» **DIRECTIONS FOR THIS TASK**
Look through the entries. Copy each line that has the word "every".

» **SUPPLIED DATA**
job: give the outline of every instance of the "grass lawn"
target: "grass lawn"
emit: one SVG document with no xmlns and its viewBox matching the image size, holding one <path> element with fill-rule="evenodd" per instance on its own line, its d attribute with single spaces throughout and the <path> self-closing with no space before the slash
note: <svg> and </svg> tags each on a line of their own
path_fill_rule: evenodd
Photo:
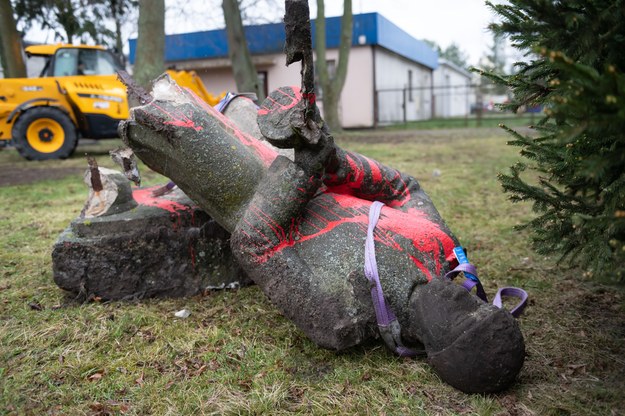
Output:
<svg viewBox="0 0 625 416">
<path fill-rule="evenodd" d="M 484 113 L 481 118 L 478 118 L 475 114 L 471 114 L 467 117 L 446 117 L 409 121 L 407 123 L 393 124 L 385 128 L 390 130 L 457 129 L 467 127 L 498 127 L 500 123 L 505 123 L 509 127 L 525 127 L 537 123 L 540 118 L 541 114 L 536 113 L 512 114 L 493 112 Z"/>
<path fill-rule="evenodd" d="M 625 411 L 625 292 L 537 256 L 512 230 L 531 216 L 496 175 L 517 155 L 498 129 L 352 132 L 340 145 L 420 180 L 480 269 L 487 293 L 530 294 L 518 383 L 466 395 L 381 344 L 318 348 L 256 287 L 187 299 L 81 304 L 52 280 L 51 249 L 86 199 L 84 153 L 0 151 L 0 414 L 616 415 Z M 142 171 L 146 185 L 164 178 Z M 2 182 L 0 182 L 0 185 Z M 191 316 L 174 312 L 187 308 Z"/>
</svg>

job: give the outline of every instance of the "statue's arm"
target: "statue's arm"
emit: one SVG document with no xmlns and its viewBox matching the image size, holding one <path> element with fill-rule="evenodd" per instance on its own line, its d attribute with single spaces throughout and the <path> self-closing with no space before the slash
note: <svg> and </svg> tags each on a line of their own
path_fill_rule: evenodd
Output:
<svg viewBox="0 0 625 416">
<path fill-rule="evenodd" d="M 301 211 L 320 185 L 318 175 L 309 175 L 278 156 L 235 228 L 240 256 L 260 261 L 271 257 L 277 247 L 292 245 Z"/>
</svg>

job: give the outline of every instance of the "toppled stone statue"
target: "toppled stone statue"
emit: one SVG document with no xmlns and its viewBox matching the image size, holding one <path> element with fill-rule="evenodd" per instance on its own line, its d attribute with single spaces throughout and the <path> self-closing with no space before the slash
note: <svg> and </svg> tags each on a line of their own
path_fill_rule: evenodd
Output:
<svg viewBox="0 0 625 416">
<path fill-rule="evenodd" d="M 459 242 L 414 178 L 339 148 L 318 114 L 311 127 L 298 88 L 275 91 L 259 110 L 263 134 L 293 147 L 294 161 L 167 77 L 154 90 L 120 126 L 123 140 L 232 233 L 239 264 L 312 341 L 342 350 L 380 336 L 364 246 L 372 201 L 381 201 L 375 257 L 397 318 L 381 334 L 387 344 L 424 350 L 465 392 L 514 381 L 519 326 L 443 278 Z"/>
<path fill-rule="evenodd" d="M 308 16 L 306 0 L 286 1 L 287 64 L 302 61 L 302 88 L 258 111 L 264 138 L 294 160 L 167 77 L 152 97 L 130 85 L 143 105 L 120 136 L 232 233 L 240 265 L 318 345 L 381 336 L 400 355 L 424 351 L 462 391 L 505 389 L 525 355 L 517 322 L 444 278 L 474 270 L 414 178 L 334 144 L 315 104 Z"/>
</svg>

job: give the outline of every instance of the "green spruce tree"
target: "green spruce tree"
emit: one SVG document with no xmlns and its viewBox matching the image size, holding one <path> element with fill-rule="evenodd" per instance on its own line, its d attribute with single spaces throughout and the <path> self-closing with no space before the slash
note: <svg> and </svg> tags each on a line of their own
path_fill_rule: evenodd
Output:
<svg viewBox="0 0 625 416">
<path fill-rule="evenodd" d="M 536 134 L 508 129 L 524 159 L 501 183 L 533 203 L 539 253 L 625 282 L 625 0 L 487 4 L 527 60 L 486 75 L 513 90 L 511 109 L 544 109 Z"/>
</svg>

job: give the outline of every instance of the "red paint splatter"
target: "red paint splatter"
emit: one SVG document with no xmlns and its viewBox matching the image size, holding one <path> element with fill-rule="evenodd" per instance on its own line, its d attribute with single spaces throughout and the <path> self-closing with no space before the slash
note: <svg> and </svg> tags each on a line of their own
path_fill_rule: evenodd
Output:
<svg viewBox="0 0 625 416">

» **OUTPUT FOR THIS EXERCISE**
job: give the outline of every instance of the "grass lawn"
job: give the outline of every instance of the "statue's arm"
job: give the outline of every instance of the "toppled stone statue"
job: give the outline of every instance of the "green spruce tree"
job: give the outline of every instance of the "red paint splatter"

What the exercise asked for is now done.